▸ Material supplied
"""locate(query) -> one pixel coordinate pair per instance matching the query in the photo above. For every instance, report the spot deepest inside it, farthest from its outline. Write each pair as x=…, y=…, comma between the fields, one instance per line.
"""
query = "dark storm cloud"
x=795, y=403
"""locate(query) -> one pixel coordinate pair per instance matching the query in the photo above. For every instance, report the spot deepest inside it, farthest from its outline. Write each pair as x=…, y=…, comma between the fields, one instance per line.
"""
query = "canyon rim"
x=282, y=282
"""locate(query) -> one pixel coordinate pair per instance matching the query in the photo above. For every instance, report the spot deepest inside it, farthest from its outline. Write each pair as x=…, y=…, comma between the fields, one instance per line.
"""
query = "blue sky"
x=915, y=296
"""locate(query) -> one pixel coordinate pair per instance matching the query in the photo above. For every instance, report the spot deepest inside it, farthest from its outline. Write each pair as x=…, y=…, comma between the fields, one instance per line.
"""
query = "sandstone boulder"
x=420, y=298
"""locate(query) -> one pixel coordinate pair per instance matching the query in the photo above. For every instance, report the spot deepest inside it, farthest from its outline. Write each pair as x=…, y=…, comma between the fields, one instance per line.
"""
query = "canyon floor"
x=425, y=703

...

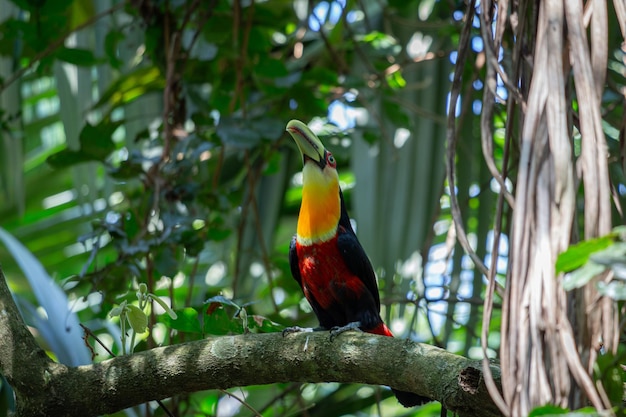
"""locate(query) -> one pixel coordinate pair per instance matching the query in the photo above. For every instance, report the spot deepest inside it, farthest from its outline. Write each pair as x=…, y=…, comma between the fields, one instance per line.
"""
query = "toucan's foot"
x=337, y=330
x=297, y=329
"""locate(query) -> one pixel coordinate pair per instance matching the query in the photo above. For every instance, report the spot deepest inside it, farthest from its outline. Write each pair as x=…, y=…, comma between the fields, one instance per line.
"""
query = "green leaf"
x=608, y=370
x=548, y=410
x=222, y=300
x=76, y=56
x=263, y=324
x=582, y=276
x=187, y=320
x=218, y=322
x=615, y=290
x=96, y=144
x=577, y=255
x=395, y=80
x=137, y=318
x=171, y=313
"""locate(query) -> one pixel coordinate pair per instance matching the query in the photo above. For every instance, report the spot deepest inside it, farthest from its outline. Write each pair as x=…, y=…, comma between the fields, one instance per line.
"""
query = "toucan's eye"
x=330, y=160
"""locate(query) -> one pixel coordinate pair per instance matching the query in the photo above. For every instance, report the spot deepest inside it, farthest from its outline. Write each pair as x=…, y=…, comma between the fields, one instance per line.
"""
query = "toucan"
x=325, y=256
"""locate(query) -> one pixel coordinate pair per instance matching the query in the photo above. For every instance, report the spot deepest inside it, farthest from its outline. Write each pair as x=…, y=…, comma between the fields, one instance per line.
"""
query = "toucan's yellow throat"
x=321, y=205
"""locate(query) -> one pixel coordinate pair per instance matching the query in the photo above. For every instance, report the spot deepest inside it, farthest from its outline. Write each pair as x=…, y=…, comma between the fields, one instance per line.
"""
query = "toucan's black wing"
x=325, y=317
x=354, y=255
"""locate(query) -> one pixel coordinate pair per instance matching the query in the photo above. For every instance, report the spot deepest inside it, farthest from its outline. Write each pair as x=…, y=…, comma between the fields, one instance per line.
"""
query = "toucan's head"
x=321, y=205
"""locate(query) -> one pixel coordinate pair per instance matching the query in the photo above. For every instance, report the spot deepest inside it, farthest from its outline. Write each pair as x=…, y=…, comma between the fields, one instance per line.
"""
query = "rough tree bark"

...

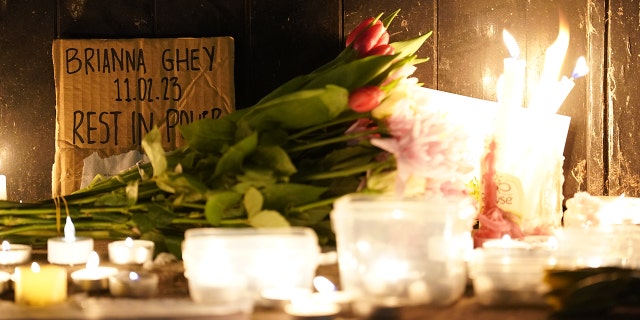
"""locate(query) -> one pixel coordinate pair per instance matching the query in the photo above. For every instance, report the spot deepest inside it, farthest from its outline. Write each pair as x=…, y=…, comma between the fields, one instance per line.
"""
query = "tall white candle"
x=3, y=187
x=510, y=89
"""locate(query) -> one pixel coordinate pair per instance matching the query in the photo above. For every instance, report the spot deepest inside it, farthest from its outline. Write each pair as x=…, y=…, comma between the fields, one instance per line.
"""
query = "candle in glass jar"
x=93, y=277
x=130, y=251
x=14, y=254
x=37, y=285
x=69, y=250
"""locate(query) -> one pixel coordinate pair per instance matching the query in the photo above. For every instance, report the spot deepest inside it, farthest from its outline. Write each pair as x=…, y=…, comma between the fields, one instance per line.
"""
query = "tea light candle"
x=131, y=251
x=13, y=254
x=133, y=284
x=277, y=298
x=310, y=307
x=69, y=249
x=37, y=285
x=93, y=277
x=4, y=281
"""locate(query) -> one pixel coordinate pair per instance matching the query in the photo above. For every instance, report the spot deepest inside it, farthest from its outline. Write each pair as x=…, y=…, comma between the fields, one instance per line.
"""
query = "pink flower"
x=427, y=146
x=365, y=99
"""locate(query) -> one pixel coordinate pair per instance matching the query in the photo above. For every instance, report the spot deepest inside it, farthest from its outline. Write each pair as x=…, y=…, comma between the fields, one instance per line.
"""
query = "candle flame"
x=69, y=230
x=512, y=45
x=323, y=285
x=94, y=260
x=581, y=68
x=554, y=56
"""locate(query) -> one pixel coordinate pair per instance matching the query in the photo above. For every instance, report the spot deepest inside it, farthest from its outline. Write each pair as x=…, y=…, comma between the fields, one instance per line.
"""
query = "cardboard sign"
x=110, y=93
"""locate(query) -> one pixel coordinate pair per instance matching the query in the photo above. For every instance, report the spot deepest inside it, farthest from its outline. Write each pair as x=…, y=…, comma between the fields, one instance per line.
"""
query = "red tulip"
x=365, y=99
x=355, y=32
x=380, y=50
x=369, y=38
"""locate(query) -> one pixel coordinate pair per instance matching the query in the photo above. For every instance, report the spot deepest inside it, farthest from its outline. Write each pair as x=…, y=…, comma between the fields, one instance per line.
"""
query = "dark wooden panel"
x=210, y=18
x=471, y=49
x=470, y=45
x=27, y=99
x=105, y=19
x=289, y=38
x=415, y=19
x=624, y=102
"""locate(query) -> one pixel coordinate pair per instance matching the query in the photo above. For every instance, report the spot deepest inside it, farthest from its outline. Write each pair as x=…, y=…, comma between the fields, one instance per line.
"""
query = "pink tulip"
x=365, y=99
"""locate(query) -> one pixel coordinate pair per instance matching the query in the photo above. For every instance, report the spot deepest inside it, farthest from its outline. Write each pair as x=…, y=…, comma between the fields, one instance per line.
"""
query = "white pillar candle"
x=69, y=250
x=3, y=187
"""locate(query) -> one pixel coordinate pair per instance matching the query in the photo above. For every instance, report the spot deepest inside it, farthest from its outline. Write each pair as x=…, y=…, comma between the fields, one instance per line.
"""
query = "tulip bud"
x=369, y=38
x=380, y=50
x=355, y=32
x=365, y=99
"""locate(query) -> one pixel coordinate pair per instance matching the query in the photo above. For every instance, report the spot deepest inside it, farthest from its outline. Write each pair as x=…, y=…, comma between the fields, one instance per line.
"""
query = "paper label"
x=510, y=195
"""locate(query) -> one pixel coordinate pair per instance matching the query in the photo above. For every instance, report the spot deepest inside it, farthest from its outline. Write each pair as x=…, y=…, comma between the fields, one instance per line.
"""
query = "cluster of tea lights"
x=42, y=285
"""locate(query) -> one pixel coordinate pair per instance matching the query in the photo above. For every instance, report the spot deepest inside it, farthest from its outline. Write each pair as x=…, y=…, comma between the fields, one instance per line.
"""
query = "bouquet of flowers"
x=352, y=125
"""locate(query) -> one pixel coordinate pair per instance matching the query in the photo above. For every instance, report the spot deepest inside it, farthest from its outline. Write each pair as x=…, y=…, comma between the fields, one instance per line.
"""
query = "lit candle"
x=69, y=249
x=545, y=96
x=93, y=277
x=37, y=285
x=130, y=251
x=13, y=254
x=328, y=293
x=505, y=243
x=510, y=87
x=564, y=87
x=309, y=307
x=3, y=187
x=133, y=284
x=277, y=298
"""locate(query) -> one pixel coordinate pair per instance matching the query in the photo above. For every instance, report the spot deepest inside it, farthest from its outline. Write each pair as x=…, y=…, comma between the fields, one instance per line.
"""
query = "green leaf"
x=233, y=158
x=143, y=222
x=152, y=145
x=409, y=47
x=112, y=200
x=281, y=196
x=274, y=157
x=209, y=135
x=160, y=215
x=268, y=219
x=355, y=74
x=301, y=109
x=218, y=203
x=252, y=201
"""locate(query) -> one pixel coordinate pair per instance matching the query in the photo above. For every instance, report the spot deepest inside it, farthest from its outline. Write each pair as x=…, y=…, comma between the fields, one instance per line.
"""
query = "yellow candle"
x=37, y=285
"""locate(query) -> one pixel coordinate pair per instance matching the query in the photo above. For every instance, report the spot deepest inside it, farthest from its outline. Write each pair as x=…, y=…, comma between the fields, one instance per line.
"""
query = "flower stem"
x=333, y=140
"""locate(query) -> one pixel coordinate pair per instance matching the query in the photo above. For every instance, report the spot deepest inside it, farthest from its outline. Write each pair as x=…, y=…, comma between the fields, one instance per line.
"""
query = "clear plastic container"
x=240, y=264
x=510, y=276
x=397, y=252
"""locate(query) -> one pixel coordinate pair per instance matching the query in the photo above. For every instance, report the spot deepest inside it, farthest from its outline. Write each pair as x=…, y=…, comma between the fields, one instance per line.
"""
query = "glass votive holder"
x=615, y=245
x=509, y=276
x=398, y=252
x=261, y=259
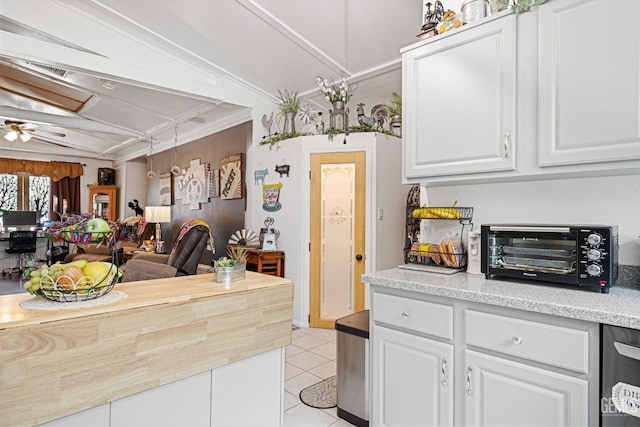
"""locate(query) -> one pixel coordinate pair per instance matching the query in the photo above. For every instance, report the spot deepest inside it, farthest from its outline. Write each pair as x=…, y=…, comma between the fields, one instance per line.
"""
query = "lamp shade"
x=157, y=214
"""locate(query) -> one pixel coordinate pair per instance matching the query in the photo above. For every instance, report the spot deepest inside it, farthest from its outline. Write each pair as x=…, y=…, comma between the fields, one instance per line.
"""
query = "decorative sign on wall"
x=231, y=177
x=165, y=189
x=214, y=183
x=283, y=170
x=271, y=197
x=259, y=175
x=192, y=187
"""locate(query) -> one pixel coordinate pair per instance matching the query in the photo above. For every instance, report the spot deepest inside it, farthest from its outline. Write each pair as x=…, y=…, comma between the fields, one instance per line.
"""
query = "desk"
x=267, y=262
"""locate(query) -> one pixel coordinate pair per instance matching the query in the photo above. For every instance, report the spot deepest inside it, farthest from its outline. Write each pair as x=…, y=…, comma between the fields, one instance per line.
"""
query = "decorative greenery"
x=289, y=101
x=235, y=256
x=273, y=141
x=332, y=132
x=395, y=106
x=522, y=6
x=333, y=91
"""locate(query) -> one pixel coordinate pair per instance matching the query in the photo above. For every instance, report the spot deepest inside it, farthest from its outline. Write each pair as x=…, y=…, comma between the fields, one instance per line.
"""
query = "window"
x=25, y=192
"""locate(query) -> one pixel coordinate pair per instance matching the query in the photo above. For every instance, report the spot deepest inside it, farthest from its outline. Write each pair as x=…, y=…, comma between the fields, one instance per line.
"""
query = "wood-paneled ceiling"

▸ Short exercise
Identify every line in the listing that contains the string "candle", and copy each of those lines in full. Case counts.

▸ Answer
query = "tall white candle"
query = "candle in glass jar"
query = "tea light candle"
query = "candle flame"
query = "white pillar candle"
query = "lit candle"
query = "yellow candle"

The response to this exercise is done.